--- REQUIREMENT ---
Return exactly the span of lines that opens with the line containing "Wildlife-tally request: point out every instance of the blue" and closes with the last line of the data, inclusive.

==============================

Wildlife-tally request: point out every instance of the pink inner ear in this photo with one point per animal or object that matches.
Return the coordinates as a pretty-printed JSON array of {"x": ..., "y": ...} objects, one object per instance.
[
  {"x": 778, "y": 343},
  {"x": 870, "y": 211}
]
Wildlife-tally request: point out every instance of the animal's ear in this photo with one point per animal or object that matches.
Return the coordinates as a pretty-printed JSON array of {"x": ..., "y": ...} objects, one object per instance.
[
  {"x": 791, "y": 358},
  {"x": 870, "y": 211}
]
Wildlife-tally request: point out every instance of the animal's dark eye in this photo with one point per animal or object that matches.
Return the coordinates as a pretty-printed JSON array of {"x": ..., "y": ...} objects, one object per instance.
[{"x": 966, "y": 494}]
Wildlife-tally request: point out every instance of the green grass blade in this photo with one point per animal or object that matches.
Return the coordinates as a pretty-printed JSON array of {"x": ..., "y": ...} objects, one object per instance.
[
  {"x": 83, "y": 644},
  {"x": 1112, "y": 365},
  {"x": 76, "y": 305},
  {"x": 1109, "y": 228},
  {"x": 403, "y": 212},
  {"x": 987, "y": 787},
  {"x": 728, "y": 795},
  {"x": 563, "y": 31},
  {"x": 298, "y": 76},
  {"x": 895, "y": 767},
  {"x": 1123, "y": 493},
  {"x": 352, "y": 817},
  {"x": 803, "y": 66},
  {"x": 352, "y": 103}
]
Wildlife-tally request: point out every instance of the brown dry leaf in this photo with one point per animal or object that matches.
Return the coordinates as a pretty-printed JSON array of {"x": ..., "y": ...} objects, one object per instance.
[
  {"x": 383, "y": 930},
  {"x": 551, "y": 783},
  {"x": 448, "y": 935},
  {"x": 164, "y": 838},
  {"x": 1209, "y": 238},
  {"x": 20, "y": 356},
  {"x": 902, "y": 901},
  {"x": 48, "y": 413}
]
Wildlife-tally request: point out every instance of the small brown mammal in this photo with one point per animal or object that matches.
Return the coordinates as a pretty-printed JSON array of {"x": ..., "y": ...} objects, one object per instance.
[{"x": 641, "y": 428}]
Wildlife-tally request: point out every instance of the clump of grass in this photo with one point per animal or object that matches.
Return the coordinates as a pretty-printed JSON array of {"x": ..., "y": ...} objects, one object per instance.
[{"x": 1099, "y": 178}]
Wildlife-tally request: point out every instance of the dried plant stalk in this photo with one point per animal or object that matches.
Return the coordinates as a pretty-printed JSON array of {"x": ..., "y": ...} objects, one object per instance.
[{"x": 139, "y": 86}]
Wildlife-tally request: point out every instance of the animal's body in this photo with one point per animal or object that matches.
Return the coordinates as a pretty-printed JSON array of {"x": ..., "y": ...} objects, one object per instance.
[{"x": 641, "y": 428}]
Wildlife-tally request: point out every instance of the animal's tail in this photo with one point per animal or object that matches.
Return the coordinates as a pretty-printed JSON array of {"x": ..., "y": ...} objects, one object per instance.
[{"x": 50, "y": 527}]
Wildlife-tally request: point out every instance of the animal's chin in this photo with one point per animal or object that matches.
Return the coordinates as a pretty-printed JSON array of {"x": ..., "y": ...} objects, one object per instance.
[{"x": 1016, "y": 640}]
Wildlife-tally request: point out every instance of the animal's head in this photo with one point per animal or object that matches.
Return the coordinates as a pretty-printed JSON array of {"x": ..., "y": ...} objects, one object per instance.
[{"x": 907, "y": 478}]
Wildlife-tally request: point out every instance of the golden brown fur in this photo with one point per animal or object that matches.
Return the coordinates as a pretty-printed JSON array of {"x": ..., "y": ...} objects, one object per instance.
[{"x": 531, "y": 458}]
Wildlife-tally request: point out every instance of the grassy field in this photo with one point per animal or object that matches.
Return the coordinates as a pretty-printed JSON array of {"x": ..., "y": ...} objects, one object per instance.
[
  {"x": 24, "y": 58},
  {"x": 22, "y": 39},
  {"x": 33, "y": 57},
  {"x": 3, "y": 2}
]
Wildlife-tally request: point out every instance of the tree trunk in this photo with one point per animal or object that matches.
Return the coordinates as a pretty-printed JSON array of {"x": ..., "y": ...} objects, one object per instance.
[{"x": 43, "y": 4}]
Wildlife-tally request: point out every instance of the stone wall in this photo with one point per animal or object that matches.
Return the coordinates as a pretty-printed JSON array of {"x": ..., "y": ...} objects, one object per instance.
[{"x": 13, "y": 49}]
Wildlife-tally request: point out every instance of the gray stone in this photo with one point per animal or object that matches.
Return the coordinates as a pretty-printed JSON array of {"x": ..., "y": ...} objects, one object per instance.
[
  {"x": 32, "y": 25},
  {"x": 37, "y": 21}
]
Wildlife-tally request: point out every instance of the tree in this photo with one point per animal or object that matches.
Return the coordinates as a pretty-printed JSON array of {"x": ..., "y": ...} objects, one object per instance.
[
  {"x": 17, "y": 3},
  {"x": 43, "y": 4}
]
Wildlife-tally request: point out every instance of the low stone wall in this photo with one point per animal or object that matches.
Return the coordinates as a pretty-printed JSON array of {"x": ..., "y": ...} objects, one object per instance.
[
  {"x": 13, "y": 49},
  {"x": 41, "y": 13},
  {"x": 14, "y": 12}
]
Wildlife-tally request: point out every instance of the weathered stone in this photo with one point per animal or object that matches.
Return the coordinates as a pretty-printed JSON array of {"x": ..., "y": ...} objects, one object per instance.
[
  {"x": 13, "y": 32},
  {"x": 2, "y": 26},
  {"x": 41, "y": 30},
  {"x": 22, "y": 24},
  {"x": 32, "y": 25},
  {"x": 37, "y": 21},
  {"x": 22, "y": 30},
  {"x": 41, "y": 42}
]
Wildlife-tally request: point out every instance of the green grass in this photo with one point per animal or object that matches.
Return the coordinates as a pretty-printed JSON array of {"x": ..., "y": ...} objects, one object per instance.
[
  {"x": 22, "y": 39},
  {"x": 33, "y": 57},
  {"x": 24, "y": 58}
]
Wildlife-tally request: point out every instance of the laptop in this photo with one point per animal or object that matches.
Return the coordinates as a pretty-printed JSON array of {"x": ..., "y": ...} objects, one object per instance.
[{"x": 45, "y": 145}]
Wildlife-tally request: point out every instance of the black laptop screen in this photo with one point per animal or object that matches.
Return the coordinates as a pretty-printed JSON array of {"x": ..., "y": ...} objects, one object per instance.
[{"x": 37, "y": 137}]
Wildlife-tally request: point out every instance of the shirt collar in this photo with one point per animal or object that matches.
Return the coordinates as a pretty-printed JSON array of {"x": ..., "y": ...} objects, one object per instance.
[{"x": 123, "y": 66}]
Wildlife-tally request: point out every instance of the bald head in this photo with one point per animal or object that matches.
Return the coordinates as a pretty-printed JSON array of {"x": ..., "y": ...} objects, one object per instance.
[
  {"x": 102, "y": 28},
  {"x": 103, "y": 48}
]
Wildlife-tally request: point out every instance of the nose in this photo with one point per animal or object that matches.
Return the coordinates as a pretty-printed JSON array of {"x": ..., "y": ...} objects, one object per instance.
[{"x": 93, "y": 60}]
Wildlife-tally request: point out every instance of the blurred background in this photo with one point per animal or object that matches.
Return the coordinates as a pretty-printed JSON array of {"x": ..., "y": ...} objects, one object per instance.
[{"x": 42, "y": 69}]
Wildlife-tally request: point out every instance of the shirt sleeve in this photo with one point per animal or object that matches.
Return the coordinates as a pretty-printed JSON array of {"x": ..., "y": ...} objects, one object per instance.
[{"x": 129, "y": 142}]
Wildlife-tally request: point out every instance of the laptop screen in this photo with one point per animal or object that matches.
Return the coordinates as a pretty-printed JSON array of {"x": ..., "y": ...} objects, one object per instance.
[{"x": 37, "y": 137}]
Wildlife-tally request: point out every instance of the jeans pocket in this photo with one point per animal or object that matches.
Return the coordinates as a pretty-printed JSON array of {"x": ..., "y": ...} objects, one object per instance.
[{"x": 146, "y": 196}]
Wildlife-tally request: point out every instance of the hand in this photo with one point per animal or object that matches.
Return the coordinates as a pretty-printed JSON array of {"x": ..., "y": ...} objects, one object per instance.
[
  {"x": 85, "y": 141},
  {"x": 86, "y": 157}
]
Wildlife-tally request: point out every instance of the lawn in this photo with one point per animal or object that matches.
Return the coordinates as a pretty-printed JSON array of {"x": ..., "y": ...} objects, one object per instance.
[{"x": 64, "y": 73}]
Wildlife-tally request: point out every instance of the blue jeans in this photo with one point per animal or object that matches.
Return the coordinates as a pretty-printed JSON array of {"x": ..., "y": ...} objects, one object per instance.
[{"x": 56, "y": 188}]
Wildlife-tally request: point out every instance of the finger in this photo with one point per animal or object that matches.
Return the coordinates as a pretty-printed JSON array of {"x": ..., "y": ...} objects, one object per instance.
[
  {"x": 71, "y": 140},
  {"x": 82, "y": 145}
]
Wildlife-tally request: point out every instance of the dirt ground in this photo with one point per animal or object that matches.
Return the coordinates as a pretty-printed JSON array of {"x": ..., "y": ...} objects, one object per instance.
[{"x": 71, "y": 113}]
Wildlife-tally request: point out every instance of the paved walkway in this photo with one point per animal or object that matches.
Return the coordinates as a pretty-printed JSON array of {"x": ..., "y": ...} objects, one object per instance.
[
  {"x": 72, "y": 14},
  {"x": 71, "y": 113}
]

==============================

--- TASK SOLUTION ---
Wildlife-tally request: point out every instance of the blue jeans in this photo with one point per animal or object that matches.
Return the coordinates as a pretty-printed JSON array of {"x": ..., "y": ...} objects, one object per instance.
[{"x": 56, "y": 188}]
Wildlife-tally request: point out every instance of the finger in this photo with one point per animal or object that matches.
Return the coordinates as a pretty-printed JSON array of {"x": ..., "y": ...} objects, one object per instance.
[
  {"x": 71, "y": 140},
  {"x": 82, "y": 145}
]
Wildlife-tally request: point out every instance of the dirt ground in this photo with one point per animal or object that matches.
Return the coordinates as a pretty-printed JSON array of {"x": ..., "y": ...} objects, one object per instance.
[{"x": 71, "y": 113}]
Wildlife-tally request: point out every instance of the paved walkway in this photo with one point per animal or object that matches.
Return the coordinates as a pretty-printed JSON array of {"x": ..., "y": ...} objects, one object per instance.
[
  {"x": 72, "y": 14},
  {"x": 71, "y": 113}
]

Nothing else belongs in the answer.